REQUIREMENT
Output the whole listing below. Keep it exact.
------ MATERIAL PROVIDED ------
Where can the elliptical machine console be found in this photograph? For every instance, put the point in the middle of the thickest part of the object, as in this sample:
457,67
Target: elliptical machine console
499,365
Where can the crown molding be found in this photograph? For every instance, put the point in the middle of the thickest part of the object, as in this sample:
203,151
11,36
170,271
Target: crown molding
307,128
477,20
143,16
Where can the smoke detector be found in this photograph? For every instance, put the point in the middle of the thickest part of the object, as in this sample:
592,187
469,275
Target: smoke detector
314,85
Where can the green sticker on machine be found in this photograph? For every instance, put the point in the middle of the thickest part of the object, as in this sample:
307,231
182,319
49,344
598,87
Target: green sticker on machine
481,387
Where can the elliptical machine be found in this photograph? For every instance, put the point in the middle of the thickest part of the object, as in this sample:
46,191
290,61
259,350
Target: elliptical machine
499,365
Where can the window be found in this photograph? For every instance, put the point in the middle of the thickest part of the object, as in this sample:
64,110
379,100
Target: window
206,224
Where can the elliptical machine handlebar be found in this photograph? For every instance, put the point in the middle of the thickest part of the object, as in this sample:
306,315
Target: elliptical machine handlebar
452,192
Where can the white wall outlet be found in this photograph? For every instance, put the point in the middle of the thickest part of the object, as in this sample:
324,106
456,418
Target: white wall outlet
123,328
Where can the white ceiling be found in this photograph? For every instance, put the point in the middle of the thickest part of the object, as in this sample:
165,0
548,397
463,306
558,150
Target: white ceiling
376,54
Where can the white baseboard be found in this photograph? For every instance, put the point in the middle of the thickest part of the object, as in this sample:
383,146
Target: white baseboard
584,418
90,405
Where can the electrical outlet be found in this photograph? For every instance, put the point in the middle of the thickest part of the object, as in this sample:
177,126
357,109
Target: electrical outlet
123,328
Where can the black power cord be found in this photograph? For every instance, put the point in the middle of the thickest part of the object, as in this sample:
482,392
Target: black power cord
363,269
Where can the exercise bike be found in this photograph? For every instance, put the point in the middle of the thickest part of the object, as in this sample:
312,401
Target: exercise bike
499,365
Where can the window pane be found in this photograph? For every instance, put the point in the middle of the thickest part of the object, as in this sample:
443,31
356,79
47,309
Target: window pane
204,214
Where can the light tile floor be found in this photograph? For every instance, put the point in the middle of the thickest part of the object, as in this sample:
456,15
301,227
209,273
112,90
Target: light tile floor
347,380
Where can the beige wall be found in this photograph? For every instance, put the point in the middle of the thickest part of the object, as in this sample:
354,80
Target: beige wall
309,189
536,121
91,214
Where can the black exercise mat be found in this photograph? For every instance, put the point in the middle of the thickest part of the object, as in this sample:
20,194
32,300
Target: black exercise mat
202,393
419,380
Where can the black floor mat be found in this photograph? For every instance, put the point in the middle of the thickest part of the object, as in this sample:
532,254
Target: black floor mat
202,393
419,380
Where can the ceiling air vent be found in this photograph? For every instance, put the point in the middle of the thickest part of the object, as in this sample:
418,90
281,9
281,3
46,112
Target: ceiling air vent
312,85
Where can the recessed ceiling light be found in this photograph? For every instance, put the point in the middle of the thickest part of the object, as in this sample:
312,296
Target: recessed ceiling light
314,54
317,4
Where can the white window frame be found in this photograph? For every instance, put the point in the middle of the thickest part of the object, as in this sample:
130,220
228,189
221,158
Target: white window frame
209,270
------
SOLUTION
Where can the elliptical machine console be found in this photograph? For every instance, put the point in the middle of the thickest part of the object, as in this sample:
457,67
Target: elliptical machine console
499,365
Where can the crown molding be found in this photograph? For every instance, put the point in the middle of the thickest part of the object, as in this sample:
203,151
11,36
170,271
Target: crown molding
307,128
477,20
143,16
Where can the smoke detector be found in this photograph? For every instance, put the point in the middle of the thickest part of the object, as in this sample:
592,187
469,275
Target: smoke detector
314,85
Where can the green sticker on machine be found in this photograph? For every instance, put the point in the middle of the thickest part of the object, as in this sample:
307,231
182,319
49,344
598,87
Target: green sticker on machine
481,387
Where can the elliptical machine be found in this photograph? For every instance, put the point in the middle of the thickest part of the object, as in this sample:
46,191
290,61
259,350
Target: elliptical machine
499,365
Where can the window be found in this photograph? For every instance, put the point in the middle of the thickest part of the object, as in this sample:
64,110
379,100
Target: window
206,224
Where can the elliptical machine handlebar be found in this photograph? For every instance, put the point in the middle of the thickest part of the object, as in this sample:
306,315
Target: elliptical machine handlebar
452,192
Where can the white wall outlet be found in this photograph? For every instance, put the point in the middle of the thickest part of the object, as in this sample:
324,106
456,418
Target: white wall outlet
123,328
Where can the white ceiling be found in this photograph? For every instance, put the point in the middle of the thickest part of the object, as in this sample:
165,0
548,397
463,306
558,150
Target: white ceiling
376,54
Where can the white baseboard be found in this photograph? For every instance, put the point in the middle of the thickest part of the object, as in this sample:
383,146
Target: white baseboard
584,418
90,405
Where can the electrical outlet be found in this photograph? For every instance, put the point in the middle of the thickest part of the object, as in this sample:
177,126
357,109
Target: electrical outlet
123,328
Where can the black power cord be found in this photograph? For every instance, put the point in the middle of the thickest part of the object, as in this sample:
482,392
Target: black power cord
363,269
Where can the exercise bike be found in this photograph? For every instance, put the point in the middle of the thickest part of the object, as in this sample:
312,401
Target: exercise bike
499,365
Where can the window pane be found in this photograph? For every instance, put the point in the middle of the thickest part of the object, as in this sample:
443,31
356,79
47,309
Target: window pane
204,214
Where can the light tile floor be found in this photograph? For every instance, put the point in the middle of the thickest part of the object, as in this sample:
456,15
301,227
209,273
112,90
Target: light tile floor
347,380
Where can the beige wall be found in this photograph? For every instance, put the point in the middle of the thickest part of the object, as in this sample:
354,80
Target: beige wall
309,189
536,121
91,214
Where can the black exercise mat be found in this photograph? For every instance, put the point in the middle of the thickest part of the object, as in this sample:
20,194
32,300
Target: black exercise mat
202,393
419,380
Where can the black floor mat be found in this photograph? For every instance, put the point in the middle of the thickest part of the object, as in this sample:
532,254
Target: black floor mat
202,393
419,380
Where can the ceiling air vent be found in this photograph? For every instance, put the point in the middle of the thickest part of the object, as in this sample:
418,90
281,9
281,3
46,112
Target: ceiling air vent
312,85
Where can the recessed ceiling light be found in this photograph? For every instance, put the point in the middle of the thickest part of the object, as in this sample:
312,296
Target: recessed ceiling light
314,54
317,4
Where can the white window frame be found in this photograph? For every instance, put the point in the middle of the thickest part of the object, as in this sample:
130,220
228,189
221,158
Target: white window frame
209,270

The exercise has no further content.